→ TEXT SEGMENT:
---+---

In the 4th century CE, an Egyptian man named Hermias recorded his erotic frustrations in a curse against a woman named either Titerous or Tigerous. (He calls her both.) He complains to the gods (Tr. Betz.):
"Anubis … assume all your authority and all your powers against Tigerous, whom Sophia bore.
Make her cease from her arrogance, calculation, and her shamefulness,
and attract her to me, beneath my feet, melting with passionate desire at every hour of the day and night,
always remembering me while she is eating, drinking, working, conversing, sleeping, having an orgasm in her dreams,
until she is scourged by you and comes desiring me, with her hands full, with a generous soul and graciously giving me both herself and her possessions and fulfilling what is appropriate for women in regards to men:
serving both my desire and her own unhesitatingly and unabashedly, joining thigh to thigh and belly to belly and her black [pubic hair] to my black, most pleasantly."
Hermias’ fantasy of Titerous asks for more than just sex: he demands her submission. He wants her humbled, whipped, and obsessed with him; he wants access to her body, her property, her emotions, even her dreams; he wants her to be punished for not already being his. And she had better be happy about it.

---+---

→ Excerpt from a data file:
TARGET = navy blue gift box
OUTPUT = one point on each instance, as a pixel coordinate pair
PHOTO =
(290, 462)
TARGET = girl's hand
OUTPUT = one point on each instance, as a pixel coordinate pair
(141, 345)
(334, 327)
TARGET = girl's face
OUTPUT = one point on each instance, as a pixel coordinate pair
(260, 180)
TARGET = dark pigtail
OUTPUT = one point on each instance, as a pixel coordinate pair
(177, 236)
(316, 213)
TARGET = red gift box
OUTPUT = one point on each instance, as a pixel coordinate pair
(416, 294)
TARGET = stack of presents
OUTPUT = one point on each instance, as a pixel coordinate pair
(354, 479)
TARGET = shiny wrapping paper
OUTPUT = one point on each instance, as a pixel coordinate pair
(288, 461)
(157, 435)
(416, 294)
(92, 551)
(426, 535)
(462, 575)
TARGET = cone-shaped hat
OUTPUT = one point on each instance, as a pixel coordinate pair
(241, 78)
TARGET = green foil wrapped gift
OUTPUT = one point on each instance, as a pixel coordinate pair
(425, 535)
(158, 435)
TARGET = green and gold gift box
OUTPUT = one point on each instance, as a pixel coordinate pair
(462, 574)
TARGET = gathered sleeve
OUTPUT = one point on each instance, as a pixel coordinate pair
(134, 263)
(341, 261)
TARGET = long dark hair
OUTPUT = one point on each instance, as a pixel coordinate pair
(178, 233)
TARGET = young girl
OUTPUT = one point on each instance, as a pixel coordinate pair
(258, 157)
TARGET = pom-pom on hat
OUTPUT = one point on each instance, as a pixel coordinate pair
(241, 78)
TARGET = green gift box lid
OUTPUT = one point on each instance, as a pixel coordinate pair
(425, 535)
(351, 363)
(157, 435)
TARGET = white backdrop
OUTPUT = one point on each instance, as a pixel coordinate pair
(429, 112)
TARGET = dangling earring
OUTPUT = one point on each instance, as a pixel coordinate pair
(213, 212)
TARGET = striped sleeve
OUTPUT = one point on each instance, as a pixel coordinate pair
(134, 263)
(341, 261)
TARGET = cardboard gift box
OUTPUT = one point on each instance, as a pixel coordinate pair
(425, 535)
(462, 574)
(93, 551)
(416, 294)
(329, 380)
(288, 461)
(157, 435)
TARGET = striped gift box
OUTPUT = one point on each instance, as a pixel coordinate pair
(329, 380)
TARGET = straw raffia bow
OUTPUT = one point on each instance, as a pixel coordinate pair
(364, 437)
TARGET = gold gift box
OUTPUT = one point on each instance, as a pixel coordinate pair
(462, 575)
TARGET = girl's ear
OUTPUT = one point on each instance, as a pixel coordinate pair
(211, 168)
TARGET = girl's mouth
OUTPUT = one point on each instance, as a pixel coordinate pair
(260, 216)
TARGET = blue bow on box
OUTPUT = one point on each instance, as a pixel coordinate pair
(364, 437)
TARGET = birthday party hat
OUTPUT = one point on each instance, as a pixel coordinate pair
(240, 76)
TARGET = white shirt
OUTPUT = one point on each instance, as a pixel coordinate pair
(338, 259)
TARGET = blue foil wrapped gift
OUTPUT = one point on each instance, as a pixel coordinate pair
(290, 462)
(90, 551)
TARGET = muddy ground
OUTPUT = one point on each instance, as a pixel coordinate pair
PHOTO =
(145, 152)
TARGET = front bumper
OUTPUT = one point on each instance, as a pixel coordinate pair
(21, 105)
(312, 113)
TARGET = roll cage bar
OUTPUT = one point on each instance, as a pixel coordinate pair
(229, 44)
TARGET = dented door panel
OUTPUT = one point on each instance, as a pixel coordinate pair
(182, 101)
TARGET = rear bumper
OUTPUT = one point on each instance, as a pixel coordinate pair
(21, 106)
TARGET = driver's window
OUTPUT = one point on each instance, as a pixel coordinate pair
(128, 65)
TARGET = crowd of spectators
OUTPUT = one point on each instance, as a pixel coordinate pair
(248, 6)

---+---

→ SET TASKS:
1 – Quote the passage on Hermias' curse between "Hermias’ fantasy of" and "happy about it.", inclusive.
2 – Please gather every line of the records that contains the string "gold".
The text and the records have separate origins.

→ THE ANSWERS:
1 –
Hermias’ fantasy of Titerous asks for more than just sex: he demands her submission. He wants her humbled, whipped, and obsessed with him; he wants access to her body, her property, her emotions, even her dreams; he wants her to be punished for not already being his. And she had better be happy about it.

2 –
TARGET = green and gold gift box
TARGET = gold gift box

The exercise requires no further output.